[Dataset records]
= = = =

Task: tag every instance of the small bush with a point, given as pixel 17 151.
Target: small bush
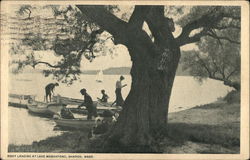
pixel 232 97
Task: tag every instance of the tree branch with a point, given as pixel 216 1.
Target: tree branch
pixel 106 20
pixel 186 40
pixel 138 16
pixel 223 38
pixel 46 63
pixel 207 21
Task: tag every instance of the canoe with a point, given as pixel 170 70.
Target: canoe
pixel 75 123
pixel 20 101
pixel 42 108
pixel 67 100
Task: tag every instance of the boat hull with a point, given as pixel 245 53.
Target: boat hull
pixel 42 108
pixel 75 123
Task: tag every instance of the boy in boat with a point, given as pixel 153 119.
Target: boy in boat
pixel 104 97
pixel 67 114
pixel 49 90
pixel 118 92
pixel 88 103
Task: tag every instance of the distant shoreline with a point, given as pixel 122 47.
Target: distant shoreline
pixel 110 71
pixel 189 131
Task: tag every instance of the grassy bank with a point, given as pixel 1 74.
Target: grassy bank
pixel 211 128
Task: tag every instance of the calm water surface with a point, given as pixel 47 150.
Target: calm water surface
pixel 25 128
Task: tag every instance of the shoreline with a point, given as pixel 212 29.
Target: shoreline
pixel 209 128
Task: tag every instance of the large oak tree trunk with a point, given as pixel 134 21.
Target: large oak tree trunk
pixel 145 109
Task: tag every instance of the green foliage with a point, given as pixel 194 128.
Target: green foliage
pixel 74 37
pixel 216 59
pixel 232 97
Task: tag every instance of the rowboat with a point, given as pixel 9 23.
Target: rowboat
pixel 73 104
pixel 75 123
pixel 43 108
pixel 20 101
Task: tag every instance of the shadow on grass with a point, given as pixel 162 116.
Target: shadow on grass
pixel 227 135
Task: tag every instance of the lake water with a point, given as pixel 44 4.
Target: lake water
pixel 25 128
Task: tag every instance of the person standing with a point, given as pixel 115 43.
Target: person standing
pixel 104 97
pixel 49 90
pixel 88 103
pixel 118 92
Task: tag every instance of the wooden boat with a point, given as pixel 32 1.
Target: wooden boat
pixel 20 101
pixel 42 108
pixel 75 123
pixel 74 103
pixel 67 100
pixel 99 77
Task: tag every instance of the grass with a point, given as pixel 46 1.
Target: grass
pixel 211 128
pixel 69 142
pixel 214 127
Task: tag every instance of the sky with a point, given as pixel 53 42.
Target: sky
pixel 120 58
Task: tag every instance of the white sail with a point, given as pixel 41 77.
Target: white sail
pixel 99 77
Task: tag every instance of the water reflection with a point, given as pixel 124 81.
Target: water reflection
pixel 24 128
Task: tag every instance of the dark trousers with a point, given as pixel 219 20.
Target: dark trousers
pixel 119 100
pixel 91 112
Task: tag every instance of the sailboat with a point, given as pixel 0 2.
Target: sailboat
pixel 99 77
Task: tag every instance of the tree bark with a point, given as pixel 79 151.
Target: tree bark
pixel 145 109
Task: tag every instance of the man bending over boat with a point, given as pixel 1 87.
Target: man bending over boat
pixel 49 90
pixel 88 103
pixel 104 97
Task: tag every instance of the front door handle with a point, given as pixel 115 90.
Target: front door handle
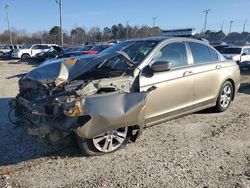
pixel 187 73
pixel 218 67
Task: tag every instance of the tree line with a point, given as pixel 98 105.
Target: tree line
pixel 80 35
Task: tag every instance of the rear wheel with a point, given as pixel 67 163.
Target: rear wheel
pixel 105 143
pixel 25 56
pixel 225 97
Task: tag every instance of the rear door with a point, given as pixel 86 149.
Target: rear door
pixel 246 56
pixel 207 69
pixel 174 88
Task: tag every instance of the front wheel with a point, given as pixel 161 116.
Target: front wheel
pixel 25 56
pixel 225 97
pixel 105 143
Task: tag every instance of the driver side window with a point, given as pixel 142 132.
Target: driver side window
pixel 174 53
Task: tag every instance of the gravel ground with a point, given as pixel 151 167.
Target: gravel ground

= = = =

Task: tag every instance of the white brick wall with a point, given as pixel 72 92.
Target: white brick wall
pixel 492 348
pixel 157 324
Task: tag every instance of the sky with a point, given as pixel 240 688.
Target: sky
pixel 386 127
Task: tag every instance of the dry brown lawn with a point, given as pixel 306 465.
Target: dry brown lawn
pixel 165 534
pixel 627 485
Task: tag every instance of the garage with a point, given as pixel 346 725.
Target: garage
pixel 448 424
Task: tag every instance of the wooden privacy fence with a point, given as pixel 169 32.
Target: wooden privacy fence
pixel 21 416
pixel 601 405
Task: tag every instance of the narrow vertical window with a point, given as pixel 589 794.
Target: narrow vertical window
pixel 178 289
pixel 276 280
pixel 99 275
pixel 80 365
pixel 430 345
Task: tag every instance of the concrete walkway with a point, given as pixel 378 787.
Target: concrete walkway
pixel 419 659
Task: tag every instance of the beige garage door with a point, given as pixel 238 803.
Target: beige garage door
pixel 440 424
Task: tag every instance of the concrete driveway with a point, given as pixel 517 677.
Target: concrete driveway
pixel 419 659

= = = =

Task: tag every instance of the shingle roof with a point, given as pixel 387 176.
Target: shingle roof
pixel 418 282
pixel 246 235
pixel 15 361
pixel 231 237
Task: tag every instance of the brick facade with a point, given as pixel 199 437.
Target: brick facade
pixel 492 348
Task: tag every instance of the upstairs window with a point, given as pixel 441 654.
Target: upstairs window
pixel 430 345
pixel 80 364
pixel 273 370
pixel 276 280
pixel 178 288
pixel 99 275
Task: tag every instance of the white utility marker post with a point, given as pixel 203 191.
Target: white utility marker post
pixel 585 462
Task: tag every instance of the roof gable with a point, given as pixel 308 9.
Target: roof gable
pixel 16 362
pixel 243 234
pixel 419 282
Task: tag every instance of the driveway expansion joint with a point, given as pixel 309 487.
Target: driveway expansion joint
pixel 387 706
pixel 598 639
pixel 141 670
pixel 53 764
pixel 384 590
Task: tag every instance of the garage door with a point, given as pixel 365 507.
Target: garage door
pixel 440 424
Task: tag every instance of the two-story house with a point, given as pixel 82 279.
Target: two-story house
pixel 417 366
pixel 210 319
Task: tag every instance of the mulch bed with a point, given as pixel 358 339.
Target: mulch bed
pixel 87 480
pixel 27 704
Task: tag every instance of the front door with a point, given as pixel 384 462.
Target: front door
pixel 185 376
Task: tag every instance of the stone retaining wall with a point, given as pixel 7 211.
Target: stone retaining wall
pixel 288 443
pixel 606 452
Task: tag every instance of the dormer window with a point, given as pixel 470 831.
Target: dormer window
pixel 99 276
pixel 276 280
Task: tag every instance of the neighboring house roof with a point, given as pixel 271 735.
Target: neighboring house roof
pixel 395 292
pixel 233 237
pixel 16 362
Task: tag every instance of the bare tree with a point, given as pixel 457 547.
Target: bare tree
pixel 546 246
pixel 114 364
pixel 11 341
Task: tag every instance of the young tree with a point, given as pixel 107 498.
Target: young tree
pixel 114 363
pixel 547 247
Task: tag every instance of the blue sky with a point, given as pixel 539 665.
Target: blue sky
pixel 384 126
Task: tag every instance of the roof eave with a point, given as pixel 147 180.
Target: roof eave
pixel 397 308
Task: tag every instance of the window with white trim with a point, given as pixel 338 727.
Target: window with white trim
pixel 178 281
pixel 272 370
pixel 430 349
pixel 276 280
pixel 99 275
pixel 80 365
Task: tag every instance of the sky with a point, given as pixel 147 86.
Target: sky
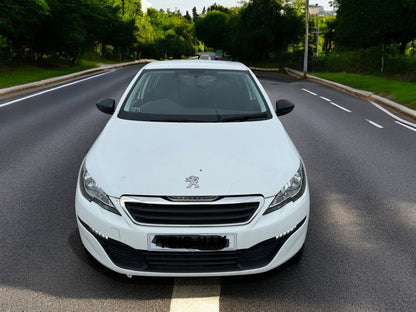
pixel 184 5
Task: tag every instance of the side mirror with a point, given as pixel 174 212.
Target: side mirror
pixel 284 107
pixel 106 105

= = = =

** TASK GOAL **
Begin at the line above that has "Target: shoreline" and stop after the line that has "Task: tag every instance of the shadow", copying each line exactly and adding nothing else.

** TASK OUTPUT **
Target: shoreline
pixel 209 128
Task: tag every instance of the large oak tree trunk with a point, given as pixel 134 21.
Target: large oak tree trunk
pixel 145 109
Task: tag every instance of the green foliage with a point, given as pixel 194 128.
Target: green foliage
pixel 74 37
pixel 216 59
pixel 232 97
Task: tag every instance of the rowboat with a point, given as pixel 9 23.
Target: rowboat
pixel 73 104
pixel 75 123
pixel 43 108
pixel 20 101
Task: tag every instance of the shadow on grass with a point, given as pixel 162 116.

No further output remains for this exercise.